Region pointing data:
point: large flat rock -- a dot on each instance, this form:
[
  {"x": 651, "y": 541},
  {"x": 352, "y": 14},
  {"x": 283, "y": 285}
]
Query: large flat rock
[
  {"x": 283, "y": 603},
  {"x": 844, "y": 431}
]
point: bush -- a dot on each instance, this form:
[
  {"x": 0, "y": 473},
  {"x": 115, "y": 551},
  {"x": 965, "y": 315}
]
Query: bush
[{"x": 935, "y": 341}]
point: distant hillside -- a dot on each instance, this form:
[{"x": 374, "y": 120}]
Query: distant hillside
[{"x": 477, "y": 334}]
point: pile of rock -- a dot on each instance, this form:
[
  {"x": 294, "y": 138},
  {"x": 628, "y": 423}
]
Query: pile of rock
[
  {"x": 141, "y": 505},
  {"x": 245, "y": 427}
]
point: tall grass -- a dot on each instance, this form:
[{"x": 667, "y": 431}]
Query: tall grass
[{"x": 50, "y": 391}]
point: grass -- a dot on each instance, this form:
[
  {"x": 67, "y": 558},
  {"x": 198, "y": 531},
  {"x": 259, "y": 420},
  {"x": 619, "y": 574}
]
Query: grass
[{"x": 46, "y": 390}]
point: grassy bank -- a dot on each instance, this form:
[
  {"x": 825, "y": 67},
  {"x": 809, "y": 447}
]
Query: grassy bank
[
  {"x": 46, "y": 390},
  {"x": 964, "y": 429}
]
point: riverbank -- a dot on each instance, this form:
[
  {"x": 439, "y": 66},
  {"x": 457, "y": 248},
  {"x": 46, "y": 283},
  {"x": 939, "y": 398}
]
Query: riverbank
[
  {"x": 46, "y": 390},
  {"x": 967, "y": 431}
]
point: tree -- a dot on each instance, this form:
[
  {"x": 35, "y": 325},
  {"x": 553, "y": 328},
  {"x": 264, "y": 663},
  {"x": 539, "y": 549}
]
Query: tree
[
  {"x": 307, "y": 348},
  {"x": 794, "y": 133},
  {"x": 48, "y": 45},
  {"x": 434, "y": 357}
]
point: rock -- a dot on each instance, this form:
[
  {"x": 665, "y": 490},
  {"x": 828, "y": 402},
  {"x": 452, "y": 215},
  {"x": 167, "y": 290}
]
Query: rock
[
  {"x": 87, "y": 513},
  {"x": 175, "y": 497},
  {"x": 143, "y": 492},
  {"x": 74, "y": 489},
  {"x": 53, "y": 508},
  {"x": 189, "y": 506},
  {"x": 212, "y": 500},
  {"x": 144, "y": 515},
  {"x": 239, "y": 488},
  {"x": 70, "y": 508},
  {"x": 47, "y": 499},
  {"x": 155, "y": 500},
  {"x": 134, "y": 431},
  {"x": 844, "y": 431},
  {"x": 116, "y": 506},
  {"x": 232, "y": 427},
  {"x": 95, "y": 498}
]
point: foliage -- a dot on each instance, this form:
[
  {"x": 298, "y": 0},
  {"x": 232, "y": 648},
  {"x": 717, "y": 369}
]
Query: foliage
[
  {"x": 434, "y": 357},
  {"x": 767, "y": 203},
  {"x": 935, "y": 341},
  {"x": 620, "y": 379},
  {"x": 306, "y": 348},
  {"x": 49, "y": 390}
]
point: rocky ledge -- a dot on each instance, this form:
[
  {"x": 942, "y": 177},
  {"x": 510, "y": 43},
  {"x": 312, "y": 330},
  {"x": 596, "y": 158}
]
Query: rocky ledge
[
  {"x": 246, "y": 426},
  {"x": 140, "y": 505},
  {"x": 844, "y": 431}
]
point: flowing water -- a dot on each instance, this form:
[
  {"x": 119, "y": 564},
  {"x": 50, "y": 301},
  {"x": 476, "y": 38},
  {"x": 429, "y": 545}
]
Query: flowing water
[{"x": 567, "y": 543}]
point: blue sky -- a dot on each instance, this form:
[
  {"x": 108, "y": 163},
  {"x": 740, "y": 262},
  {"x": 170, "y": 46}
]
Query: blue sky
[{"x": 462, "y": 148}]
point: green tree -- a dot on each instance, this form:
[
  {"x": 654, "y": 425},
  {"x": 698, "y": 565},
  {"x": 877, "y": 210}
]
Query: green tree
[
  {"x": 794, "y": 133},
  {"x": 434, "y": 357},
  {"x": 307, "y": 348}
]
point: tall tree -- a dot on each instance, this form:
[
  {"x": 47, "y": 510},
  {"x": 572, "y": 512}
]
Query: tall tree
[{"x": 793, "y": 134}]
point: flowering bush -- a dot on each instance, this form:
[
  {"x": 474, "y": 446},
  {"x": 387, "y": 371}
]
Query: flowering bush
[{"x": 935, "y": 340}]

• **INSTRUCTIONS FOR THE TASK**:
Beginning with the line that holds "Query: tall tree", please give again each line exactly until the records end, and include that final line.

• **TASK SOLUTION**:
Query: tall tree
[{"x": 793, "y": 134}]
point: flowering bush -- a dot on each instance, this form:
[
  {"x": 474, "y": 446},
  {"x": 387, "y": 371}
]
Query: flowering bush
[{"x": 935, "y": 340}]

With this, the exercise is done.